Exercise task =
Could you copy the material verbatim, starting with the line that contains "Where can you spot the rocky" and going on through the last line of the material, with both of those lines included?
══════
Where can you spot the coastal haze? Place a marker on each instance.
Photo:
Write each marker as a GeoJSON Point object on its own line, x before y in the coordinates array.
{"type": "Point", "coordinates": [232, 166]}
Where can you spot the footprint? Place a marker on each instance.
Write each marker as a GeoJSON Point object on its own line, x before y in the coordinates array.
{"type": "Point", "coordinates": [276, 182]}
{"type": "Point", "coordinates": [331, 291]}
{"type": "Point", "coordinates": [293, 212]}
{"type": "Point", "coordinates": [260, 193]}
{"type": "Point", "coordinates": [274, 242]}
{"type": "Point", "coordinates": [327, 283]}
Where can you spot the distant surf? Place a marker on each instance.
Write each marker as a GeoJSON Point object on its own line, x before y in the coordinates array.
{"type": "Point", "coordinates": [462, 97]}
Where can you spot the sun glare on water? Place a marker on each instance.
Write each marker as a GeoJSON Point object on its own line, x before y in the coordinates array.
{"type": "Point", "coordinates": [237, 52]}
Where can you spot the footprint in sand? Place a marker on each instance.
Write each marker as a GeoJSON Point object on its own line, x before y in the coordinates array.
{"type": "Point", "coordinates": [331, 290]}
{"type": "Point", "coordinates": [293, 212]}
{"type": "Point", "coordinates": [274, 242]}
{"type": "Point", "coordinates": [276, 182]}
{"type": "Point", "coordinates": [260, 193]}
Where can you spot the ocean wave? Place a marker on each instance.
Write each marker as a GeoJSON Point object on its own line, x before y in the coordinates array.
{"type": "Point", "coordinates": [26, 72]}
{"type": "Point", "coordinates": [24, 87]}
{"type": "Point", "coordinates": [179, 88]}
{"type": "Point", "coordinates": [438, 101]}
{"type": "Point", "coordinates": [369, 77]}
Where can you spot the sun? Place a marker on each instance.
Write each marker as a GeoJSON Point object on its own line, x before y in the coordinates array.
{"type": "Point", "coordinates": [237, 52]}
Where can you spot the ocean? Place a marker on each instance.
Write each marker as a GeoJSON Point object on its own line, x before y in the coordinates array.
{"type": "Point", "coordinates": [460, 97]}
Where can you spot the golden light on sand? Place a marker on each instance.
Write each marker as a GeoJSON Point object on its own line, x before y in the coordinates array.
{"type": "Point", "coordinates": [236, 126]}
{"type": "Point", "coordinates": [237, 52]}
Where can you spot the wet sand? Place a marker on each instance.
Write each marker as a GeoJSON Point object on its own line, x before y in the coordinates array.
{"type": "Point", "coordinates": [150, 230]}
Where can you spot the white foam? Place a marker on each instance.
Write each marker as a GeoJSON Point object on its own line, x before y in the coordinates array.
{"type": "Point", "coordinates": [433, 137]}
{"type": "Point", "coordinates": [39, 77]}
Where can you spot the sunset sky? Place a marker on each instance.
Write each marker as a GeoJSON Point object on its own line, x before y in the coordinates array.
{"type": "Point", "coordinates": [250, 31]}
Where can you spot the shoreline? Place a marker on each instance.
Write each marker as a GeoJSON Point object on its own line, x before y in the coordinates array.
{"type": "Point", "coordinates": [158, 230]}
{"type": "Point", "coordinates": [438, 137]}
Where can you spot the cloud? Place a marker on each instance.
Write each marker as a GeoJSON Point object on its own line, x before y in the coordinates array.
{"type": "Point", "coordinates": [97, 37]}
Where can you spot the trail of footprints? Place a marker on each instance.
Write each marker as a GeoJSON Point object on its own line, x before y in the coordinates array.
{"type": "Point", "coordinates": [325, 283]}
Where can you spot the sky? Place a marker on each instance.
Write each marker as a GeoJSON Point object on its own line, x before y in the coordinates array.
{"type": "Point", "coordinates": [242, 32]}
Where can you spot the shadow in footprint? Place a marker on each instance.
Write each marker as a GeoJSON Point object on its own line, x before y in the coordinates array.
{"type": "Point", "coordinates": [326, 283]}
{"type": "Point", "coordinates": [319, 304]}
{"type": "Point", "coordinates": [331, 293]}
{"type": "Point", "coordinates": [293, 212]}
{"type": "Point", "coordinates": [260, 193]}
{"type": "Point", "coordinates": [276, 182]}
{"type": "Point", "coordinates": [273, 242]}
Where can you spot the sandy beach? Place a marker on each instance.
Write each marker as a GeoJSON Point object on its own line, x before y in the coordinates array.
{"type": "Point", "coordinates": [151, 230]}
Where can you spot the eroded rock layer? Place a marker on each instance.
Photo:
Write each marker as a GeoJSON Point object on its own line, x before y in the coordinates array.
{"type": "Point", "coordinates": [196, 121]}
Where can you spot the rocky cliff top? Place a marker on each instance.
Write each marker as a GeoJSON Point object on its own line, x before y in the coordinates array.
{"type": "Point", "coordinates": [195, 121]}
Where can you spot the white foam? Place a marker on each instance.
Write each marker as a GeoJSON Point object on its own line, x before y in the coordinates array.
══════
Exercise output =
Where can you spot the rocky cliff top? Place a marker on each instance.
Write each marker as a GeoJSON Point object on its own line, x before y in the coordinates array.
{"type": "Point", "coordinates": [195, 121]}
Where can you spot the white foam? Place a marker on each instance.
Write each marker as a GeoJSON Point object on its own line, x before y in the coordinates array.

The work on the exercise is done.